___ GIVEN ENTRIES ___

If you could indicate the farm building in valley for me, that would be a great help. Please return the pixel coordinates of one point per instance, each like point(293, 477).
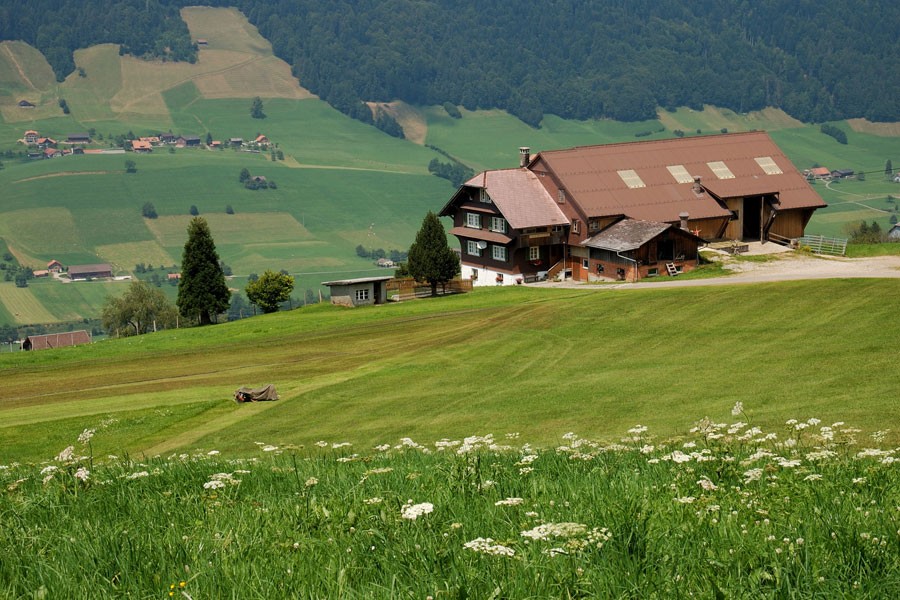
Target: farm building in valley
point(358, 292)
point(98, 271)
point(626, 211)
point(56, 340)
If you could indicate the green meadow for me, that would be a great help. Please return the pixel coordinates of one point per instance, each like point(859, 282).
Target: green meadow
point(537, 361)
point(340, 184)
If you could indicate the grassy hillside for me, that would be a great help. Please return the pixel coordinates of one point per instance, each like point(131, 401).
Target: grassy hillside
point(536, 361)
point(340, 184)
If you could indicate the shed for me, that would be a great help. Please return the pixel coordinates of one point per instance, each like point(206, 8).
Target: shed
point(98, 271)
point(56, 340)
point(358, 292)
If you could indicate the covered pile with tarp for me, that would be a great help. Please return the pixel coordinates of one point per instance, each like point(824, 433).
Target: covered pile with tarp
point(246, 394)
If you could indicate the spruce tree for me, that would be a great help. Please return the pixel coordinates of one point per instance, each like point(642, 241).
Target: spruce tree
point(430, 257)
point(202, 292)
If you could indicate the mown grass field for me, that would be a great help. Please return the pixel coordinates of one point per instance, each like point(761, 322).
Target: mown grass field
point(345, 183)
point(536, 361)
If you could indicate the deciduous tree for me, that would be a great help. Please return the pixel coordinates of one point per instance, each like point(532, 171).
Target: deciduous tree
point(270, 290)
point(202, 293)
point(430, 257)
point(139, 310)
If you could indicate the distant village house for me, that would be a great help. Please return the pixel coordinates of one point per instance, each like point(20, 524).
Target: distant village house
point(56, 340)
point(98, 271)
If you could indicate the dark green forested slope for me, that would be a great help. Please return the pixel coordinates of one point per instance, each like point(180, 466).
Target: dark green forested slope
point(818, 60)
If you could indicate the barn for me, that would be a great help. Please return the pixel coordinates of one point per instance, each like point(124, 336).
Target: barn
point(358, 292)
point(56, 340)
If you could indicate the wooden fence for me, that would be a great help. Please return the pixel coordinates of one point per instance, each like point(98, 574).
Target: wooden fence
point(409, 289)
point(822, 245)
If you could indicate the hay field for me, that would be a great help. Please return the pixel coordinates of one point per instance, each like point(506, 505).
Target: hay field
point(22, 304)
point(237, 62)
point(125, 256)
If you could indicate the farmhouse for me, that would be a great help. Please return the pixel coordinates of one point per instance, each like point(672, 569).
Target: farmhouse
point(545, 218)
point(141, 146)
point(98, 271)
point(358, 292)
point(187, 141)
point(56, 340)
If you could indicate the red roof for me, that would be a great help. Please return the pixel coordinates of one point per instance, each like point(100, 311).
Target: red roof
point(591, 176)
point(520, 197)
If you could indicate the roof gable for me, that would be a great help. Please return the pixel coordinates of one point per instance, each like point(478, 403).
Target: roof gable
point(518, 195)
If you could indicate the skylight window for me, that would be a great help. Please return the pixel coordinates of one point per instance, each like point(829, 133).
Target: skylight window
point(680, 174)
point(631, 179)
point(768, 165)
point(720, 170)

___

*EXERCISE PROMPT*.
Without copying any images, transcribe the records exactly as they stand.

*RESULT FOR THIS TASK*.
If you could indicate the farm building in valley for me, that would be a great help. Please return the pixel coordinates of one point per instance, each like point(293, 477).
Target: farm building in valley
point(358, 292)
point(98, 271)
point(626, 211)
point(56, 340)
If you could indicate the green meadow for me, that would be a great help. Please return the pixel coordinates of one point per instance, each like point(859, 282).
Target: green meadow
point(537, 361)
point(340, 184)
If you could indicate the grassy hillside for me, that would be a great help. Please return the pixel coordinates of one point per instance, each like point(131, 401).
Target: grassy hillside
point(536, 361)
point(340, 184)
If you could indicate the shed for me, that would be a great help. Please return the pixel coordinates of one point per instance, each like point(206, 8).
Target: shed
point(98, 271)
point(56, 340)
point(358, 292)
If you could indicate the covered pile with tarp for me, that would be a great help. Please return the pixel coordinates of one point per instance, each like point(824, 433).
Target: covered pile with tarp
point(246, 394)
If you could indicate the spruce tree for me, that would be a great help. Please return the pixel coordinates of one point per instance, each like point(642, 241).
Target: spruce tree
point(430, 257)
point(202, 292)
If you could indicate the mown grass field for me, that would be a great help. Please return the pixel coordinates of one point per instance, each like point(761, 322).
Target: mown grass field
point(345, 183)
point(536, 361)
If you could indicate the deciduous tree for me, that would be a great help. Please return the pixel coordinates of one point per instance, each like point(532, 171).
Target: deciduous tree
point(270, 290)
point(202, 293)
point(430, 257)
point(139, 310)
If you could indicate the distant village house for me, that would be a great help. Please return the pixel coordinates of one point per instance, each like point(20, 524).
Target: distant village house
point(56, 340)
point(98, 271)
If you could indicate the dark green forested slope for me, that would be a great help. Please return the pixel coordinates of one point per instance, each like point(180, 466).
Target: dark green forested slope
point(818, 60)
If you could indicate the barn for me, that would be a great help. Please return the pixel coordinates of one point per instance, each like point(124, 336).
Target: barn
point(358, 292)
point(56, 340)
If you could indicate the wooden fence for me, that would be a great help. Please return the pixel coordinates of one point per instance, each like point(98, 574).
Target: wooden fence
point(409, 289)
point(822, 245)
If you could indicate the hay field for me, that would be a great help. Please return the pixel coordinates of one point per instance, each like point(506, 505).
Target: hay field
point(22, 304)
point(237, 62)
point(125, 256)
If you could indicate the farmhouse for me, that would be a great help. Please return the pixel coordinates of one point per instance, each like point(672, 569).
Target: farmhouse
point(545, 218)
point(141, 146)
point(98, 271)
point(358, 292)
point(187, 141)
point(56, 340)
If you could indicate the red roof for me, that would be a great help. Please return the pixel coordinates of one point per instance, each like point(100, 311).
Target: red roof
point(591, 176)
point(520, 197)
If you could indicate the roof gable for me, that would be a great help. Please return the pixel coordinates of one point per instance, each like point(478, 403).
Target: roof gable
point(518, 195)
If you could indicate the skylight window for me, that would be a great help. Please return the pixel coordinates of one point per instance, each like point(829, 133).
Target: skylight window
point(680, 174)
point(631, 179)
point(768, 165)
point(720, 170)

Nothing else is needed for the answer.